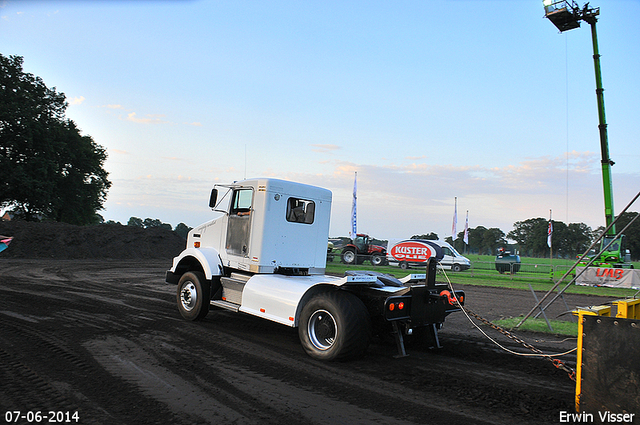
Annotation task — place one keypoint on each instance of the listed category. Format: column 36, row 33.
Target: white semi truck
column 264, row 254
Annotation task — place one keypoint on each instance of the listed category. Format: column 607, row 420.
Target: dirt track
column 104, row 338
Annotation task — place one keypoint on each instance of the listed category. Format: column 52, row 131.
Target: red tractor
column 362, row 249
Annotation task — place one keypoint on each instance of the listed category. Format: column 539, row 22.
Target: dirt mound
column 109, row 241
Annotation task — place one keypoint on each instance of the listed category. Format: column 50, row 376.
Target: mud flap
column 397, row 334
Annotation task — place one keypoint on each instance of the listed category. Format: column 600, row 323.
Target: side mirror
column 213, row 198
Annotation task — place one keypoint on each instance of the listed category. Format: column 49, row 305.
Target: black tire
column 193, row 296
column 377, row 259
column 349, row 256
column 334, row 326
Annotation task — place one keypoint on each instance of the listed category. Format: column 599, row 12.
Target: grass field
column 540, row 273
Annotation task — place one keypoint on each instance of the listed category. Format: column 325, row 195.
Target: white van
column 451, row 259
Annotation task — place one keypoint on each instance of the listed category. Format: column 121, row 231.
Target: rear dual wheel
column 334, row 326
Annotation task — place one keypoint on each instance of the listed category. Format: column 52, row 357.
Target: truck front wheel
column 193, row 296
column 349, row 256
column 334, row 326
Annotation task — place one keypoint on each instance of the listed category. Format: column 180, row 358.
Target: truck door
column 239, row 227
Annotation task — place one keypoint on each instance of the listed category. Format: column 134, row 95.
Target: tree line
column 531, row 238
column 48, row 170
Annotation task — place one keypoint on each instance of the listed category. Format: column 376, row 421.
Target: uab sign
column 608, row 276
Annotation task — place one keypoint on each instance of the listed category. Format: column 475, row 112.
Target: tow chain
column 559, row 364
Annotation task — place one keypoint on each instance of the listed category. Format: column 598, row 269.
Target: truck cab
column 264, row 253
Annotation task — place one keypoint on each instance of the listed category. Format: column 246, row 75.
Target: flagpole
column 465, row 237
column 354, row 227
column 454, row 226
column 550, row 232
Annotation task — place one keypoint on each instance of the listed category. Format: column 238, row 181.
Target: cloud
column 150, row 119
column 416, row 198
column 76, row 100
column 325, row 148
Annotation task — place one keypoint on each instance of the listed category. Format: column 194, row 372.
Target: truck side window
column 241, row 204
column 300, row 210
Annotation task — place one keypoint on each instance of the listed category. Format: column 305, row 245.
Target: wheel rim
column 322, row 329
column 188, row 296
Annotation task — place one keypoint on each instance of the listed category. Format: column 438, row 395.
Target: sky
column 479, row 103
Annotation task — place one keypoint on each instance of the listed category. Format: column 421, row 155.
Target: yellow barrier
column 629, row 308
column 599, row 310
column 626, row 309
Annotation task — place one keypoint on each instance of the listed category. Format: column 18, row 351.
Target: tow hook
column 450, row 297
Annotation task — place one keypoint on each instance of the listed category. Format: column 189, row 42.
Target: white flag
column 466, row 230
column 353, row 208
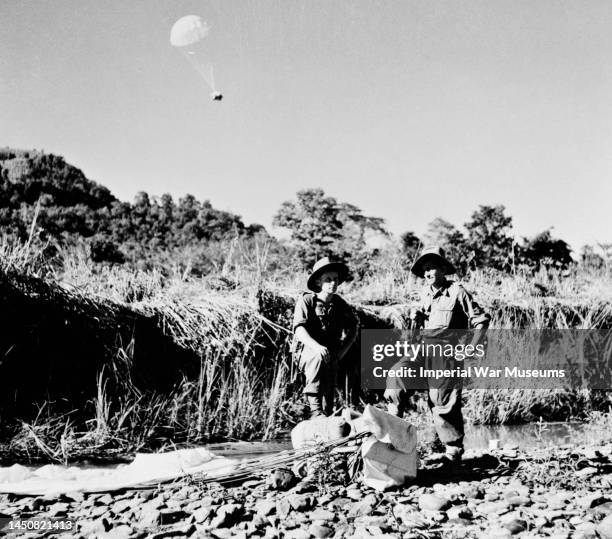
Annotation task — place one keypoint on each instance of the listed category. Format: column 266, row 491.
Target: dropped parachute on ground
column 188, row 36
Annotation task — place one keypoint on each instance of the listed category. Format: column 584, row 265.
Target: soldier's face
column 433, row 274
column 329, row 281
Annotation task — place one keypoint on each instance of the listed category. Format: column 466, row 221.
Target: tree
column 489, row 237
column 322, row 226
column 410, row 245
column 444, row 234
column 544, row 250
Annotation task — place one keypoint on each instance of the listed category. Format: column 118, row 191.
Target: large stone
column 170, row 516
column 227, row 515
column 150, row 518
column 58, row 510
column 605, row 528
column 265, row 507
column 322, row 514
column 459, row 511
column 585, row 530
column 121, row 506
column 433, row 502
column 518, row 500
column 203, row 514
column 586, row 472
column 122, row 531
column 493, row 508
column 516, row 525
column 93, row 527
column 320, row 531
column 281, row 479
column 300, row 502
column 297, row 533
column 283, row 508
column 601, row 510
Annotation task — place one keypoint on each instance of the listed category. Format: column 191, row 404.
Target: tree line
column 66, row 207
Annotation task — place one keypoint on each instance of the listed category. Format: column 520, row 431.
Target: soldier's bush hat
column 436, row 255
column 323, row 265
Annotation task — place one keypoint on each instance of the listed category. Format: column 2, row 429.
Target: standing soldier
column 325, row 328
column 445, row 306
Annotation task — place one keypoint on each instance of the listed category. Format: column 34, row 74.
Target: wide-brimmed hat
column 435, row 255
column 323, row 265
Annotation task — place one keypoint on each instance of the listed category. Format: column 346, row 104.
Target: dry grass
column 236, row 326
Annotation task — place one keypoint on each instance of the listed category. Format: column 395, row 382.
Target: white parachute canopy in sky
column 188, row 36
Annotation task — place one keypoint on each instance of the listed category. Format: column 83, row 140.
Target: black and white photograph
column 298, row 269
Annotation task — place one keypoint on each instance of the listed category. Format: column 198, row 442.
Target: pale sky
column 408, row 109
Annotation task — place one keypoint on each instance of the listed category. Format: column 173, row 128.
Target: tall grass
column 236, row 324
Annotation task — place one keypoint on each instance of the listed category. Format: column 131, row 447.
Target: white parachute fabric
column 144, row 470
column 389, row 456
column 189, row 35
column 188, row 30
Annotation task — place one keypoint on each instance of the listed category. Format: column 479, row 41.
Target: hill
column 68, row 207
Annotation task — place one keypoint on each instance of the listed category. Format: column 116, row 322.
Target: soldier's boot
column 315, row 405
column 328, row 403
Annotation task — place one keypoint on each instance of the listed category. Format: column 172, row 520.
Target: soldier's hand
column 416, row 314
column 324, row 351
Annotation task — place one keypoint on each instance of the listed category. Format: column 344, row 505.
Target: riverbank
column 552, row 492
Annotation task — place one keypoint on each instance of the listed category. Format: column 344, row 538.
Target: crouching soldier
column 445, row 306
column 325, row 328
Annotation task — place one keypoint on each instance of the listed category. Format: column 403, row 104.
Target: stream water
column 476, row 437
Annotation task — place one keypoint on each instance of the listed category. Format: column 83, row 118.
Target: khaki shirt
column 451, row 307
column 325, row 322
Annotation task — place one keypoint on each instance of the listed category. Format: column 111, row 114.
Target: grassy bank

------------------------

**WHAT THE EXERCISE ASKS**
Convert every line of the listing above into a JSON array of strings, one string per line, omitting blank lines and any pictures.

**TASK RESPONSE**
[
  "Annotation task — place one keypoint on each instance of the listed category. Format: column 36, row 33.",
  "Target: white semi truck",
  "column 264, row 254",
  "Annotation task — place one keypoint on each instance of the listed category. Format: column 607, row 420.",
  "Target: dirt track",
  "column 104, row 338",
  "Annotation task — place one keypoint on each instance of the listed category. Format: column 52, row 131.",
  "Target: red tractor",
  "column 362, row 249",
  "Annotation task — place one keypoint on each instance of the listed category. Format: column 539, row 22.",
  "Target: dirt mound",
  "column 109, row 241",
  "Annotation task — place one keypoint on each instance of the listed category. Format: column 50, row 376.",
  "Target: mud flap",
  "column 397, row 334",
  "Annotation task — place one keypoint on each instance of the listed category. Format: column 600, row 323.",
  "Target: side mirror",
  "column 213, row 198",
  "Annotation task — place one keypoint on each instance of the listed category. Format: column 49, row 305.",
  "Target: black tire",
  "column 193, row 296",
  "column 377, row 259",
  "column 349, row 256",
  "column 334, row 326",
  "Annotation task — place one keypoint on each instance of the listed category. Format: column 599, row 12.",
  "Target: grass field",
  "column 540, row 273",
  "Annotation task — place one keypoint on each instance of the listed category. Format: column 325, row 195.",
  "Target: white van",
  "column 451, row 259",
  "Annotation task — place one keypoint on each instance of the listed category. Format: column 121, row 231.",
  "Target: rear dual wheel",
  "column 334, row 326",
  "Annotation task — place one keypoint on each instance of the listed category. Format: column 52, row 357.",
  "Target: truck front wheel",
  "column 193, row 296",
  "column 349, row 256",
  "column 334, row 326",
  "Annotation task — place one keypoint on each instance of the listed category. Format: column 180, row 358.",
  "Target: truck door",
  "column 239, row 227",
  "Annotation task — place one keypoint on each instance of the listed category. Format: column 134, row 95.",
  "Target: tree line",
  "column 531, row 238",
  "column 48, row 170",
  "Annotation task — place one keypoint on each instance of the listed category. Format: column 376, row 421.",
  "Target: uab sign",
  "column 608, row 276",
  "Annotation task — place one keypoint on each instance of the listed category. Format: column 475, row 112.",
  "Target: tow chain",
  "column 559, row 364",
  "Annotation task — place one keypoint on each instance of the listed category. Format: column 598, row 269.",
  "Target: truck cab",
  "column 264, row 253",
  "Annotation task — place one keypoint on each instance of the listed category. Format: column 246, row 75.",
  "Target: flagpole",
  "column 465, row 237",
  "column 354, row 227",
  "column 454, row 226",
  "column 550, row 232",
  "Annotation task — place one keypoint on each instance of the listed category. Format: column 238, row 181.",
  "Target: cloud",
  "column 150, row 119",
  "column 416, row 198",
  "column 76, row 100",
  "column 325, row 148",
  "Annotation task — place one keypoint on each instance of the listed category. Format: column 194, row 372.",
  "Target: truck side window",
  "column 241, row 204",
  "column 300, row 210",
  "Annotation task — place one keypoint on each instance of the listed category. Format: column 305, row 245.",
  "Target: wheel rim",
  "column 322, row 329",
  "column 188, row 296",
  "Annotation task — place one keypoint on each instance of the listed category. Format: column 438, row 395.",
  "Target: sky",
  "column 479, row 103",
  "Annotation task — place one keypoint on each instance of the listed category. Format: column 421, row 155.",
  "Target: yellow barrier",
  "column 629, row 308",
  "column 599, row 310",
  "column 626, row 309",
  "Annotation task — place one keypoint on each instance of the listed category. Format: column 18, row 351.",
  "Target: tow hook",
  "column 450, row 297",
  "Annotation task — place one keypoint on each instance of the listed category. Format: column 189, row 42.",
  "Target: white flag",
  "column 466, row 230",
  "column 353, row 208",
  "Annotation task — place one keypoint on each instance of the listed category. Format: column 266, row 491.",
  "Target: dropped parachute on ground",
  "column 188, row 36",
  "Annotation task — place one keypoint on each instance of the listed category. Format: column 584, row 265.",
  "Target: soldier's face",
  "column 433, row 274",
  "column 329, row 281",
  "Annotation task — place one keypoint on each instance of the listed category. Format: column 466, row 221.",
  "Target: tree",
  "column 489, row 237",
  "column 322, row 226",
  "column 410, row 245",
  "column 444, row 234",
  "column 544, row 250",
  "Annotation task — place one keypoint on each instance of the listed category. Format: column 118, row 191.",
  "Target: large stone",
  "column 170, row 516",
  "column 227, row 515",
  "column 150, row 518",
  "column 58, row 510",
  "column 605, row 528",
  "column 265, row 507",
  "column 322, row 514",
  "column 459, row 511",
  "column 585, row 530",
  "column 121, row 506",
  "column 433, row 502",
  "column 518, row 500",
  "column 203, row 514",
  "column 586, row 472",
  "column 122, row 531",
  "column 493, row 508",
  "column 516, row 525",
  "column 93, row 527",
  "column 320, row 531",
  "column 281, row 479",
  "column 300, row 502",
  "column 297, row 533",
  "column 283, row 508",
  "column 601, row 510",
  "Annotation task — place one keypoint on each instance of the listed category. Format: column 191, row 404.",
  "Target: tree line",
  "column 66, row 207",
  "Annotation task — place one keypoint on each instance of the listed category. Format: column 520, row 431.",
  "Target: soldier's bush hat",
  "column 436, row 255",
  "column 323, row 265",
  "Annotation task — place one keypoint on each instance of the listed category. Format: column 2, row 429.",
  "Target: standing soldier",
  "column 325, row 328",
  "column 445, row 306",
  "Annotation task — place one keypoint on each instance of the listed category. Format: column 34, row 74.",
  "Target: wide-brimmed hat",
  "column 435, row 255",
  "column 323, row 265",
  "Annotation task — place one keypoint on each instance of the listed category. Format: column 346, row 104.",
  "Target: dry grass",
  "column 236, row 326",
  "Annotation task — place one keypoint on each instance of the listed category. Format: column 395, row 382.",
  "Target: white parachute canopy in sky",
  "column 188, row 36",
  "Annotation task — place one keypoint on each instance of the listed category. Format: column 83, row 140.",
  "Target: black and white photograph",
  "column 298, row 269",
  "Annotation task — place one keypoint on each instance of the listed category. Format: column 198, row 442.",
  "Target: pale sky",
  "column 408, row 109",
  "Annotation task — place one keypoint on each instance of the listed category. Format: column 173, row 128.",
  "Target: tall grass",
  "column 236, row 324",
  "Annotation task — place one keypoint on each instance of the listed category. Format: column 131, row 447.",
  "Target: white parachute fabric",
  "column 144, row 470",
  "column 389, row 456",
  "column 189, row 35",
  "column 188, row 30",
  "Annotation task — place one keypoint on each instance of the listed category. Format: column 479, row 41.",
  "Target: hill",
  "column 68, row 207",
  "Annotation task — place one keypoint on each instance of the listed category. Format: column 116, row 322.",
  "Target: soldier's boot",
  "column 315, row 405",
  "column 328, row 403",
  "Annotation task — place one keypoint on each instance of the listed category. Format: column 172, row 520.",
  "Target: soldier's hand",
  "column 416, row 314",
  "column 324, row 351",
  "Annotation task — place one keypoint on each instance of the listed category. Format: column 344, row 505.",
  "Target: riverbank",
  "column 552, row 492",
  "Annotation task — place one keypoint on each instance of the listed category. Format: column 344, row 538.",
  "Target: crouching soldier",
  "column 445, row 306",
  "column 325, row 328",
  "Annotation task — place one keypoint on each instance of the listed category. Format: column 403, row 104.",
  "Target: stream water",
  "column 476, row 437",
  "Annotation task — place one keypoint on each instance of the listed category. Format: column 83, row 118.",
  "Target: khaki shirt",
  "column 451, row 307",
  "column 325, row 322",
  "Annotation task — place one keypoint on each instance of the listed category. Format: column 111, row 114.",
  "Target: grassy bank"
]